Dataset records
----
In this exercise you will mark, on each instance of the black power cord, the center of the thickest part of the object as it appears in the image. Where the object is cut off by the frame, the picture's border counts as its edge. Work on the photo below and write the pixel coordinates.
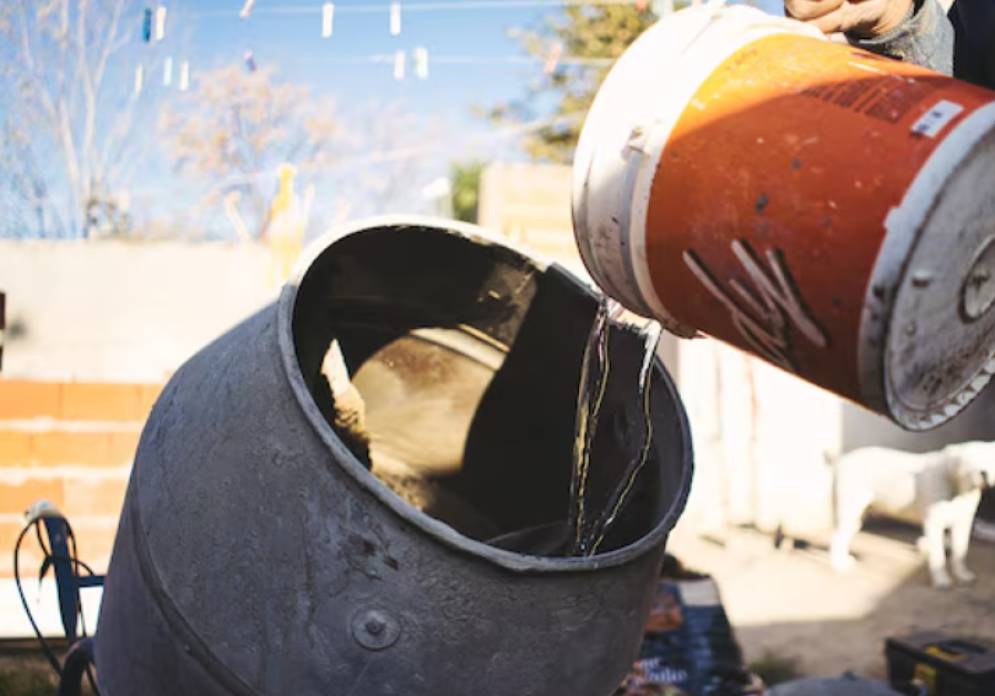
(49, 558)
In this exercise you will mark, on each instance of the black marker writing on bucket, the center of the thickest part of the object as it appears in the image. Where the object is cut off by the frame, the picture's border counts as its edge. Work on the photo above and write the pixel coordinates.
(762, 313)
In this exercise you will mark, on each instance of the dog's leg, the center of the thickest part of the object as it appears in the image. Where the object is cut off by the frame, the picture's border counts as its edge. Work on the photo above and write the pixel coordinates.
(960, 535)
(848, 521)
(933, 528)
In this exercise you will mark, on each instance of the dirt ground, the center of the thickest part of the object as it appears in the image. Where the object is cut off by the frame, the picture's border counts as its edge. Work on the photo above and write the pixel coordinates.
(789, 604)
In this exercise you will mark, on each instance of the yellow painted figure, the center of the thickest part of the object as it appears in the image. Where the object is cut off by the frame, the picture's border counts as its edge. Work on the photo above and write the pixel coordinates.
(284, 228)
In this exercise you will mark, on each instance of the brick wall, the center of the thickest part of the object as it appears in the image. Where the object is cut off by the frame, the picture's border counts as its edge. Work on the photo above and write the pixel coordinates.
(73, 444)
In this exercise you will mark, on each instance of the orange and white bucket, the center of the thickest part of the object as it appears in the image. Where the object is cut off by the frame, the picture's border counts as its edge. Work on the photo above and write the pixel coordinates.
(825, 208)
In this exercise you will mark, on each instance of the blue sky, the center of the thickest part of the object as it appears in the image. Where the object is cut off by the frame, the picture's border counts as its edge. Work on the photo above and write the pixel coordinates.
(285, 35)
(293, 44)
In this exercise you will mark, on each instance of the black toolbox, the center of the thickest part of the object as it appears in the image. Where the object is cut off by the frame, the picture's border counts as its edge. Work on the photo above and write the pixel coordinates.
(940, 665)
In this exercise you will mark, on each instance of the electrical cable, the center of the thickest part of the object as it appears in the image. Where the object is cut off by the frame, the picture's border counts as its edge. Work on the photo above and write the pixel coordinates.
(76, 564)
(74, 553)
(24, 602)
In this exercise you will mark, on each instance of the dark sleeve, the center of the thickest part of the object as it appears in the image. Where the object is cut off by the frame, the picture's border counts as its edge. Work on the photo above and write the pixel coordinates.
(926, 38)
(974, 28)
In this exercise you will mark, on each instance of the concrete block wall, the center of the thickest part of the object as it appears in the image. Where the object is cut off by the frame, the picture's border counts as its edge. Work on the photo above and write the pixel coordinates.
(73, 444)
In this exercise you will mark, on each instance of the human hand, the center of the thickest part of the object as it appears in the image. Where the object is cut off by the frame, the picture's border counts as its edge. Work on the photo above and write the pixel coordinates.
(860, 18)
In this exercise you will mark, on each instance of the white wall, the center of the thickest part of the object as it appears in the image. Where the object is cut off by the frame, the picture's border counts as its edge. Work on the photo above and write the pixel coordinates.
(120, 311)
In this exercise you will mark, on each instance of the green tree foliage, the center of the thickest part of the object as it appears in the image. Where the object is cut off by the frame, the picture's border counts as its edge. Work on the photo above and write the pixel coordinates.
(561, 98)
(465, 177)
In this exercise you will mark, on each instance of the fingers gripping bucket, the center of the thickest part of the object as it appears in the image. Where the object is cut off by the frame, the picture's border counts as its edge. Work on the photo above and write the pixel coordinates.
(258, 554)
(822, 207)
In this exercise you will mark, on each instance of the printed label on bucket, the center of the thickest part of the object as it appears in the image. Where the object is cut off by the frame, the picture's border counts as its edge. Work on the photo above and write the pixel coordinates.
(768, 206)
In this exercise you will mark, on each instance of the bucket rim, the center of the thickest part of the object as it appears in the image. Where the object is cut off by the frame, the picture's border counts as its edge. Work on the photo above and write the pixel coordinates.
(436, 529)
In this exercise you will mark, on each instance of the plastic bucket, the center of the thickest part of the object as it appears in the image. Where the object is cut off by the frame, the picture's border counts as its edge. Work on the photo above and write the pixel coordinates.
(825, 208)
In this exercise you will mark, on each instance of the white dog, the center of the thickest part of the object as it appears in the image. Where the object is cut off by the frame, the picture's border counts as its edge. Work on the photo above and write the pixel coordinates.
(940, 490)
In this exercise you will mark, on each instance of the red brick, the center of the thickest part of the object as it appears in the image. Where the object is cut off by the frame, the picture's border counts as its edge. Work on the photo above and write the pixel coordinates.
----
WORK INSTRUCTION:
Reproduce every entry above exactly, and omit the pictures.

RESULT BELOW:
In this exercise you will mark, on each instance of the black power cord, the center of the thickest part of the object as it appears in the image. Where the object is cut off by the frame, the picture's border counts as its edge. Work on the photo below and write the pixel coordinates.
(49, 558)
In this exercise you will mark, on each instance of the black marker writing on bucket, the center of the thickest part of the object as it appears in the image. Where the object is cut off by the frame, the picture's border counts as its edge. Work on the photo above and write the pixel coordinates.
(762, 313)
In this exercise you will mark, on each instance of the dog's leg, the center of the thickest part of the object as it appears in the image. Where the object is cut off by the frame, the picture's border counts as its edge. Work on the photo above and write the pixel coordinates.
(960, 535)
(848, 521)
(933, 528)
In this exercise you will mark, on each instance of the dirt ground, the center of the thickest part of the object as it appears in the image. Where the object is cut off by the frame, the picture's border counts as its edge. Work on the photo above and write the pixel coordinates.
(789, 604)
In this exercise you will mark, on each instance of the yellow painted figure, the center of the thickest part of the object as it appears in the image. Where the object is cut off by the frame, the picture's border counts as its edge. Work on the photo above and write the pixel coordinates.
(284, 228)
In this exercise you will mark, on each instance of the brick wall, the center of the thickest part of the object as it appears in the image. Where the object is cut off by the frame, the picture's border counts as its edge. Work on the photo above and write the pixel coordinates.
(73, 444)
In this exercise you will mark, on each instance of the orange and white bucket, the center of the thickest part of the object as it appears in the image. Where the object is cut off by the frame, the picture's border counts as its edge. Work on the photo above and write the pixel coordinates.
(825, 208)
In this exercise you will mark, on each instance of the blue sky, the center of the thickest part of the object as it appears in the image. Where the object is cut off by the frame, the picture's border counts as its edge. Work on the photo above and write the pixel coordinates.
(285, 35)
(293, 44)
In this exercise you will mark, on each instance of the black toolbox, the center of the thickest part of the object as it appears in the image. Where the object is cut off by the frame, the picture's border counts as its edge. Work on the photo above and write the pixel coordinates.
(940, 665)
In this exercise you will mark, on each instance of the electrical cable, the center of the thickest part of the object as it appears in the image. Where the object is cut off by the frame, the picture's border counts as its edge. Work on the photo above and write the pixel coordinates.
(76, 564)
(74, 553)
(24, 602)
In this exercise you will mark, on each instance of the dark sleeve, the center of the thickest part of the object as it appears in the image. Where the object is cut off by the frame, the picture's border counts as its edge. Work on the photo above and write the pixel coordinates.
(926, 38)
(974, 28)
In this exercise you will mark, on each instance of the concrete block wall, the center of the thickest part of the object as it appears in the image. Where the object is cut off by the frame, the picture's border counts as its edge. Work on the photo above and write the pixel coordinates.
(73, 444)
In this exercise you will mark, on each instance of the human hand, the center of the thickest part of the object as it appears in the image. Where the object is cut off by the frame, the picture's border counts as its edge. Work on the photo above and write the pixel coordinates.
(860, 18)
In this exercise you will mark, on each instance of the white wall, the center of the thickest part of the object as it appears in the image. Where the object is cut off by the frame, the picture's border counts as its edge. Work on the photo above and write the pixel coordinates.
(120, 311)
In this exercise you will mark, on each instance of the green tree foliage, the center of the thickest part of the object as it appears in the image. Where the object is cut off by the frame, the picture's border counts as its edge. Work on the photo above and write the pixel coordinates.
(561, 98)
(465, 177)
In this exercise you will mark, on each instance of the fingers gripping bucket, the center of the thickest part of the object as it appears in the image. Where the object is cut off by the frame, the picture's border counts as its edge. Work on the photo above and write the pixel coordinates.
(258, 554)
(822, 207)
In this exercise you will mark, on each instance of the printed label on bucket, the center of the thickest part of the object as it appears in the image. Where the object is cut off by the frame, the picture's border counts as its edge. Work on the photo above and write the pixel coordinates.
(768, 206)
In this exercise you will mark, on each instance of the bucket rim, the center of the thickest part of the object as it appears in the image. Where the object is cut off by the frame, the picture's border counts as its edge. Work on the photo above and write the pixel coordinates.
(436, 529)
In this exercise you will mark, on each instance of the plastic bucket, the center of the thickest part of the object as it appears in the image. Where the object is cut off by the frame, the picture's border counts as its edge. Work on the photo above and write the pixel coordinates.
(825, 208)
In this exercise you will mark, on each instance of the white dog, the center of the thickest part of the object as it appears in the image. Where the object is cut off by the frame, the picture's border counts as its edge. Work on the photo above and write the pixel coordinates.
(940, 490)
In this exercise you will mark, on each instance of the red brick, the center of the thickest part of the object as it appears in the image. Where the object is cut off by the frame, the picture's border counts as its edge. Work on the photo above and write the pixel coordinates.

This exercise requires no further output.